### Required work
Your job is to reproduce all of the data exactly.
++++ Dataset
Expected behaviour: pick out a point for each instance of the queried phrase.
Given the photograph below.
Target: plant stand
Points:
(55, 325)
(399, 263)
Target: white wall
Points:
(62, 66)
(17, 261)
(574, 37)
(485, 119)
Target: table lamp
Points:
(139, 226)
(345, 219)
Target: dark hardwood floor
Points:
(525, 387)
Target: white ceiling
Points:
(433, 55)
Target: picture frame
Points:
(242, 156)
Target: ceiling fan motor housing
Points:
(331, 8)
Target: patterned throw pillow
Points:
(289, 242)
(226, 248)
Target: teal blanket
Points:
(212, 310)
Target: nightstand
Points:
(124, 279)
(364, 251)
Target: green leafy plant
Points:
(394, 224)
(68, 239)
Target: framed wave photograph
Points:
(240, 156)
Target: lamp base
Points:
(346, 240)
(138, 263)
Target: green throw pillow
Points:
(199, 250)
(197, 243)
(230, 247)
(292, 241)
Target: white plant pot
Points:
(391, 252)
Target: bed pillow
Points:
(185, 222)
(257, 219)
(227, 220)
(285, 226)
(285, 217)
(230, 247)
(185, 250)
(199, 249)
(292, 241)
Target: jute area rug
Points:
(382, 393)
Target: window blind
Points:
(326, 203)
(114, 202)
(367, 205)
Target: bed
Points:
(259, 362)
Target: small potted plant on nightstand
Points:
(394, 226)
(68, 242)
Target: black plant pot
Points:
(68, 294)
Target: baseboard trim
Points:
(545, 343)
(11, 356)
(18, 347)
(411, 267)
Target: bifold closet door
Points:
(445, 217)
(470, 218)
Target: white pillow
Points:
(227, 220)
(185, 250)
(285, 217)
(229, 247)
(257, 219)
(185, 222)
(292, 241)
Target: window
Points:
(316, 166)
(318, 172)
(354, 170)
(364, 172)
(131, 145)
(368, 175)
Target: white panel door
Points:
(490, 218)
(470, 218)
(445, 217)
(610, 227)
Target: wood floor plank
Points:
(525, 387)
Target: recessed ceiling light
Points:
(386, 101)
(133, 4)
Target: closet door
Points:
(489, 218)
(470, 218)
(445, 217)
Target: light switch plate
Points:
++++++++
### Finished task
Expected behaviour: pick out a point for each instance of the queried phrase.
Given the photograph below.
Target: plant stand
Points:
(55, 325)
(399, 263)
Target: white wall
Points:
(62, 66)
(17, 261)
(574, 37)
(485, 119)
Target: table lamp
Points:
(139, 226)
(345, 219)
Target: dark hardwood floor
Points:
(525, 387)
Target: white ceiling
Points:
(433, 55)
Target: picture frame
Points:
(242, 156)
Target: ceiling fan motor housing
Points:
(331, 8)
Target: patterned throw pillow
Points:
(289, 242)
(226, 248)
Target: teal blanket
Points:
(212, 310)
Target: nightstand
Points:
(124, 279)
(364, 251)
Target: green leafy plant
Points:
(394, 224)
(68, 239)
Target: framed wave photograph
Points:
(240, 156)
Target: lamp base
Points:
(346, 240)
(138, 263)
Target: green throw pillow
Points:
(199, 250)
(197, 243)
(230, 247)
(292, 241)
Target: white plant pot
Points:
(391, 252)
Target: bed pillow
Points:
(185, 222)
(257, 219)
(227, 220)
(285, 226)
(285, 217)
(230, 247)
(185, 250)
(199, 249)
(292, 241)
Target: jute area rug
Points:
(382, 393)
Target: window blind
Points:
(326, 203)
(114, 202)
(367, 205)
Target: bed
Points:
(259, 362)
Target: small potted plant on nightstand
Points:
(394, 226)
(68, 242)
Target: black plant pot
Points:
(68, 294)
Target: baseboard trim
Points:
(545, 343)
(11, 356)
(18, 347)
(411, 267)
Target: bifold closet door
Points:
(445, 217)
(470, 218)
Target: white pillow
Points:
(227, 220)
(185, 250)
(285, 217)
(229, 247)
(257, 219)
(185, 222)
(292, 241)
Target: window
Points:
(316, 166)
(318, 172)
(354, 170)
(364, 172)
(131, 145)
(368, 175)
Target: white panel door
Points:
(490, 218)
(470, 218)
(445, 217)
(610, 227)
Target: wood floor plank
Points:
(525, 387)
Target: recessed ceiling light
Points:
(386, 101)
(133, 4)
Target: closet door
Points:
(489, 218)
(470, 218)
(445, 217)
Target: light switch plate
Points:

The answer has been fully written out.